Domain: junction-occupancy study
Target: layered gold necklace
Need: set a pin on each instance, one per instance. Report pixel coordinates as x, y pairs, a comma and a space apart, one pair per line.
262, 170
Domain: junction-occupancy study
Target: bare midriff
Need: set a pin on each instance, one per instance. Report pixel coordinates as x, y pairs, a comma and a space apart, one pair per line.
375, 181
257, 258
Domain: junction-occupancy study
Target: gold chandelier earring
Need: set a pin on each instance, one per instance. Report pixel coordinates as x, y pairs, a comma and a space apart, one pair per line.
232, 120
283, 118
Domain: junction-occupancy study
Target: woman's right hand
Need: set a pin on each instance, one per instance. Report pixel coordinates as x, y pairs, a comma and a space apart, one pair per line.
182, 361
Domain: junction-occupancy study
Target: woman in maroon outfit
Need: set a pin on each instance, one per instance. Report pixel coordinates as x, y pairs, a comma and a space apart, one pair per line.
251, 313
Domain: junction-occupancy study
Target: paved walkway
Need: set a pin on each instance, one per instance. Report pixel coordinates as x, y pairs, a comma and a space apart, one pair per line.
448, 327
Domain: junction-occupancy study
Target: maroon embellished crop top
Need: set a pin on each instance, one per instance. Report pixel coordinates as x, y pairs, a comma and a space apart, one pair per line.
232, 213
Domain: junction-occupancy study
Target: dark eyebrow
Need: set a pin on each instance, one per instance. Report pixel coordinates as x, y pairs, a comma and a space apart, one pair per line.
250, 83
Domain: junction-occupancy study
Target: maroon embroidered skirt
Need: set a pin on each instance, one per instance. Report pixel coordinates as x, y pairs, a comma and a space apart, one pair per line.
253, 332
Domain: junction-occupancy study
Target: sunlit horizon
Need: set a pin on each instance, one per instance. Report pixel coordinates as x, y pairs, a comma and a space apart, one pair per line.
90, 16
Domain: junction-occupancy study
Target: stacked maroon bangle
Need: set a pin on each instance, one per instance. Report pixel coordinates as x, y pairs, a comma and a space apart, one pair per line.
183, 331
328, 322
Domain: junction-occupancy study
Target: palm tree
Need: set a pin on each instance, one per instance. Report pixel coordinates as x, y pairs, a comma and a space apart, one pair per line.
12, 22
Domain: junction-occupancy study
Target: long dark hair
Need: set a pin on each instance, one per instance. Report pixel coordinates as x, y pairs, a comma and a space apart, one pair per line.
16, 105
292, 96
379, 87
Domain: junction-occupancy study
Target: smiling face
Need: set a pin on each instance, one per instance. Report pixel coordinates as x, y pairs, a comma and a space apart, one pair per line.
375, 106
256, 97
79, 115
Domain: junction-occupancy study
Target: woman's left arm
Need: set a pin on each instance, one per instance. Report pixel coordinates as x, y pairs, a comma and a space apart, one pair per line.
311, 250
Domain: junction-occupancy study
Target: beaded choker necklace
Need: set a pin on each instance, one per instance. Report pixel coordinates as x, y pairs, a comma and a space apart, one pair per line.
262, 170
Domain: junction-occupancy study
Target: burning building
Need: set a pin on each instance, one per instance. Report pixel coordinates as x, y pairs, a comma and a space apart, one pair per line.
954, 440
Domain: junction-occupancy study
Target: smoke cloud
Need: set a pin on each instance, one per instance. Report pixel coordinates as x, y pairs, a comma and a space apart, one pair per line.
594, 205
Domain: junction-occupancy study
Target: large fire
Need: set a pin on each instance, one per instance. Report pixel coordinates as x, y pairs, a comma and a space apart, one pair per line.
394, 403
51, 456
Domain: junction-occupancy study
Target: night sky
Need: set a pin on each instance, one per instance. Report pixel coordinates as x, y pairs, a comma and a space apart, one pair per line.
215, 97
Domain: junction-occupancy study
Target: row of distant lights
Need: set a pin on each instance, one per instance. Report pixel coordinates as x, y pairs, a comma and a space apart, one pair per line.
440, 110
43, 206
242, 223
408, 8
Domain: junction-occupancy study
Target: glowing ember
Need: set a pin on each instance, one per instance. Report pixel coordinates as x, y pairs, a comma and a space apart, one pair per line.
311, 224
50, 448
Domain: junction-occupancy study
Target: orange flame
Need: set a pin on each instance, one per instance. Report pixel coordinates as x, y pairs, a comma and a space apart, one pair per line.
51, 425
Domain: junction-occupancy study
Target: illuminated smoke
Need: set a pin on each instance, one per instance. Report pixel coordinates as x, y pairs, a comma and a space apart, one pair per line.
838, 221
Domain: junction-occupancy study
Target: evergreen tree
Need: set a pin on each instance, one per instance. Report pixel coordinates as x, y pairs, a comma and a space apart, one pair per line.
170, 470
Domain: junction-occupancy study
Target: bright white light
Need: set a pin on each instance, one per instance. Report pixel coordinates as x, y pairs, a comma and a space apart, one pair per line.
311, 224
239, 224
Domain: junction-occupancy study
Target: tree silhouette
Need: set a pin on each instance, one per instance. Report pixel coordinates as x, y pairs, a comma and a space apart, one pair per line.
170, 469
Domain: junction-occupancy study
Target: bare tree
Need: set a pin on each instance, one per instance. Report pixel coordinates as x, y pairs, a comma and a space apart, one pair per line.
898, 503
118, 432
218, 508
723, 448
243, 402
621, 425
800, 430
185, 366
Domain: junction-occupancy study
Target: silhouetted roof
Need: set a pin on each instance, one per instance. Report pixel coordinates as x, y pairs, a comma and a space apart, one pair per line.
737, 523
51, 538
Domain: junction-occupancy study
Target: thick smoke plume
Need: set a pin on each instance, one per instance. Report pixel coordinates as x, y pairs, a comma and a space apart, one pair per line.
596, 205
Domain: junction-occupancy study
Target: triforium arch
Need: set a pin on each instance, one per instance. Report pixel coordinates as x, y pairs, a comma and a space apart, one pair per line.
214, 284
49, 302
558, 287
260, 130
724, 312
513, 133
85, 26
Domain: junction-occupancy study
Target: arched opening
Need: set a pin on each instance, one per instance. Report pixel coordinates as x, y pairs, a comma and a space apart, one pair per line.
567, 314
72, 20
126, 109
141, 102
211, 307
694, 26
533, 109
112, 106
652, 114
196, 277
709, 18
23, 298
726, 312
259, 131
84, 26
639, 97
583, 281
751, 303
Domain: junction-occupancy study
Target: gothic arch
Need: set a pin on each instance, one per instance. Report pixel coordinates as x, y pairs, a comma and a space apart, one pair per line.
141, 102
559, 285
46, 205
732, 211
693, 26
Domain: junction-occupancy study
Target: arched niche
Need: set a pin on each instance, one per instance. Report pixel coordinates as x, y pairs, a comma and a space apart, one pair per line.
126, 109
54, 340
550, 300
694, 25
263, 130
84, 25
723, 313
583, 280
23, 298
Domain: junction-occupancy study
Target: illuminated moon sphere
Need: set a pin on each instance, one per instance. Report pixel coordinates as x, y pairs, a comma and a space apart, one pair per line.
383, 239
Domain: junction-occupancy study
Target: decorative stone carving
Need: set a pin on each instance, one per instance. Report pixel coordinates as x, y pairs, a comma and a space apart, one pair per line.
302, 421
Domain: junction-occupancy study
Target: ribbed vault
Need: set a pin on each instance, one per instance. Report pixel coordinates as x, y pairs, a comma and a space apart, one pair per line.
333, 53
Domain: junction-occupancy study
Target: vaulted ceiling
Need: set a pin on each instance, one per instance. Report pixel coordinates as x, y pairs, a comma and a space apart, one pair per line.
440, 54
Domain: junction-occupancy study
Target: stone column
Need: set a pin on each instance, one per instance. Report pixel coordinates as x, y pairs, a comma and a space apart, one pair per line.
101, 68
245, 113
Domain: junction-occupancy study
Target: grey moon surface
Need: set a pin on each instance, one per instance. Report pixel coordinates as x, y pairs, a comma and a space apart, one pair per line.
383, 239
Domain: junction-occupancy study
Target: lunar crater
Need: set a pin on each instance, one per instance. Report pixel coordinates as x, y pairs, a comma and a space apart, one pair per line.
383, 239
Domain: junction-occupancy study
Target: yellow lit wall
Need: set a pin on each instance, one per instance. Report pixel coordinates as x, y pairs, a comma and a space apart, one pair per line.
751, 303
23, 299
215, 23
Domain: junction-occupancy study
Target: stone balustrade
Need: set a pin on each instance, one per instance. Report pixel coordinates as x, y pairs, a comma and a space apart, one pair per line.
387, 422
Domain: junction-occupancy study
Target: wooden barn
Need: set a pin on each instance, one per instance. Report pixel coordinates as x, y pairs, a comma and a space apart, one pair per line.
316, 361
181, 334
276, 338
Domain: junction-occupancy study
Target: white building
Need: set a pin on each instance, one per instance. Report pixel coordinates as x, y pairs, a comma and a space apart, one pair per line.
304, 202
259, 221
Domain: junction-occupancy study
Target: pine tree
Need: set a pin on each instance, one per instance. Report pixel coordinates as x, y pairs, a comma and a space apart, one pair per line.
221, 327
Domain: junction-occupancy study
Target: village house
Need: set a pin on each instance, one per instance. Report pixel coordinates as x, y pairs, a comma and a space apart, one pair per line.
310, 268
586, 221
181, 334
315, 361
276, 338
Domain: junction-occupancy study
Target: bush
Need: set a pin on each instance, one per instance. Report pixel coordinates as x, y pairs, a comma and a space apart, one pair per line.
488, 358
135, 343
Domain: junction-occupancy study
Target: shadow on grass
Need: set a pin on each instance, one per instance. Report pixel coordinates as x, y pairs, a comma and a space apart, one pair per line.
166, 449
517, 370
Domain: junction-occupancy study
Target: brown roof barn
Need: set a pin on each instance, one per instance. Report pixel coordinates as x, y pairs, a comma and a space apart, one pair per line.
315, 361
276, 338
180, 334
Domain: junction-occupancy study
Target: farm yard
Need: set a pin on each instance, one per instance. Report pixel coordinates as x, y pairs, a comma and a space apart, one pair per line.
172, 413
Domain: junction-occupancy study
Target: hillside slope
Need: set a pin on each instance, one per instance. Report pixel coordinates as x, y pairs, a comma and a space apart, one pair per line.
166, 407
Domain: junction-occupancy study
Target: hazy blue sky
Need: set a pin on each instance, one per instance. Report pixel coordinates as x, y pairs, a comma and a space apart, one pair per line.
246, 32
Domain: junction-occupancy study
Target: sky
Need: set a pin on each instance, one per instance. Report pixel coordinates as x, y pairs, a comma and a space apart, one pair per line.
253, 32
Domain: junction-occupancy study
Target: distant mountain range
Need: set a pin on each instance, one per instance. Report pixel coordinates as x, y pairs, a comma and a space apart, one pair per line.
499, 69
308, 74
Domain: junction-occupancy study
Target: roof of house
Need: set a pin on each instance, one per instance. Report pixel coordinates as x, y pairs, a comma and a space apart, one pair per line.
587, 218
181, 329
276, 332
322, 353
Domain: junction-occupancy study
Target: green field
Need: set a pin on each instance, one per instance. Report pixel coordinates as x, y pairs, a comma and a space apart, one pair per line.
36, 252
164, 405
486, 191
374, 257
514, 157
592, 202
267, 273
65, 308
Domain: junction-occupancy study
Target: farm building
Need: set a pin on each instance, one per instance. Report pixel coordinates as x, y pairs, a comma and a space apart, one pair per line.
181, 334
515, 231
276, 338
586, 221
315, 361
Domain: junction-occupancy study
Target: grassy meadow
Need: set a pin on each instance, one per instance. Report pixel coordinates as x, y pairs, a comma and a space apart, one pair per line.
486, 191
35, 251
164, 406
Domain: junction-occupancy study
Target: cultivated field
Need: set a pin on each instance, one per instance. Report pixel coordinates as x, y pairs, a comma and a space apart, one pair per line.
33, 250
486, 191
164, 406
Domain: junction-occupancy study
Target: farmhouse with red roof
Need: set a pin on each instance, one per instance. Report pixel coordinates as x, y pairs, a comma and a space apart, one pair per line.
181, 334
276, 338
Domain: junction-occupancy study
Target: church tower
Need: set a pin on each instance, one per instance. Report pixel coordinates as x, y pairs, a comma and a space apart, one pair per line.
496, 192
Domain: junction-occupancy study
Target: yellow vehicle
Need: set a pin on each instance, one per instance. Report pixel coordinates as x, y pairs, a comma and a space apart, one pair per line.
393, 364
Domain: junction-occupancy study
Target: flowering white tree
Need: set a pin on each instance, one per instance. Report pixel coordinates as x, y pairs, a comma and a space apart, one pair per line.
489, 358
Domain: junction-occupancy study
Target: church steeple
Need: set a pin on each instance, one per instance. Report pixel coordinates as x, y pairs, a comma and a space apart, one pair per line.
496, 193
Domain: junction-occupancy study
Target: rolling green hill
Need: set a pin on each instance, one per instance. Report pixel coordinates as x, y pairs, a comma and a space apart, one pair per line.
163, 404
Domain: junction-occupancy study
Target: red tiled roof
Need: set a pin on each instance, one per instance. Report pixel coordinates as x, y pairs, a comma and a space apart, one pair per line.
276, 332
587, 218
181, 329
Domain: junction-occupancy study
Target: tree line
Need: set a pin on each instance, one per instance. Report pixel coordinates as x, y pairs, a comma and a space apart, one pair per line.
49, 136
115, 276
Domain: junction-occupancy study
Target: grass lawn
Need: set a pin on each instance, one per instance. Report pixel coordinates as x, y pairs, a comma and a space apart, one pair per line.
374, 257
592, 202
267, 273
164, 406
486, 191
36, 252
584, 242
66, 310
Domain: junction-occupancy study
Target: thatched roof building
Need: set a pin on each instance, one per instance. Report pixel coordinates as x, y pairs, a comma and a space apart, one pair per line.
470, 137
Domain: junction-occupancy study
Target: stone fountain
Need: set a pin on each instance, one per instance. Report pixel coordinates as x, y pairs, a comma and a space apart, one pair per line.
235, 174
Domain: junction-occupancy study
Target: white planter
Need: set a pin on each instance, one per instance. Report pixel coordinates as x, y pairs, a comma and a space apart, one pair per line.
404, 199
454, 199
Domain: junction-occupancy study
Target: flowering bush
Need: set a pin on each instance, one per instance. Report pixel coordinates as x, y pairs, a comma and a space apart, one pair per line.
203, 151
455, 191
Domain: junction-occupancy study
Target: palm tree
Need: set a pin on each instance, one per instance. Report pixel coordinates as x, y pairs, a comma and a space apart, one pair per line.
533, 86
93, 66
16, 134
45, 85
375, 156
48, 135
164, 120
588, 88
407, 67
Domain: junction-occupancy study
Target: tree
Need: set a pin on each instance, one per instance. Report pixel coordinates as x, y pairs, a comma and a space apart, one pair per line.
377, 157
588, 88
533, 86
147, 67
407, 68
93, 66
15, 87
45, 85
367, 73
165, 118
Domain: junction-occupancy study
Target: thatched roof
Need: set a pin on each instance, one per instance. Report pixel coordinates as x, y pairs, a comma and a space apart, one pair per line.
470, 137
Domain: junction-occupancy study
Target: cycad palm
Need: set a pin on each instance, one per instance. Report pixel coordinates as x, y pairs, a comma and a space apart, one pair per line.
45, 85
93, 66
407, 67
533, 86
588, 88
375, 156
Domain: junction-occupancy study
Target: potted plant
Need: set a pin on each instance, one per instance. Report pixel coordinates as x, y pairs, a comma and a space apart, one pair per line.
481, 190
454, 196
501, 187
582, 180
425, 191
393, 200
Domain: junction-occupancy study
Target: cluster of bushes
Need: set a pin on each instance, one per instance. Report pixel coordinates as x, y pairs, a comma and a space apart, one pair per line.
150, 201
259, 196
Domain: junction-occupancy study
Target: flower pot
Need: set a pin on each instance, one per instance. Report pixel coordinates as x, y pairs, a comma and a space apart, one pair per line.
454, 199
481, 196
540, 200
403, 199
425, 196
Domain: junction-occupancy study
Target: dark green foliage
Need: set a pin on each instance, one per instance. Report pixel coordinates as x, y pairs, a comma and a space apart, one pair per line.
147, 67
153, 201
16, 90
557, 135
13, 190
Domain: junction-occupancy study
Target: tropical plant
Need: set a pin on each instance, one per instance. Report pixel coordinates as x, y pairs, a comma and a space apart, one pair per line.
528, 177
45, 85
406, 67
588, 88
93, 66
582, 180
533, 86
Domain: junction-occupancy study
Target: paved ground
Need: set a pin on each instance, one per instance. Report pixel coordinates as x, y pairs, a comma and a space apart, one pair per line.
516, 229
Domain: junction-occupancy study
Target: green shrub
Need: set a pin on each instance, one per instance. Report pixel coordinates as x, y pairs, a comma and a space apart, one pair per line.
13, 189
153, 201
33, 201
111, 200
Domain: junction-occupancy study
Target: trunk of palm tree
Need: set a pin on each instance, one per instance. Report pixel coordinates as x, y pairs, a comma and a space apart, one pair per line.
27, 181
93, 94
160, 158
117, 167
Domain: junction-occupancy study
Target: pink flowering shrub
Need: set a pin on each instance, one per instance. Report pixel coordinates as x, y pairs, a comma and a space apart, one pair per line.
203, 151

○ ○ ○ ○ ○

Report every line in the records above that contains the word "paved".

THE REPLY »
Target: paved walkway
Target: paved ground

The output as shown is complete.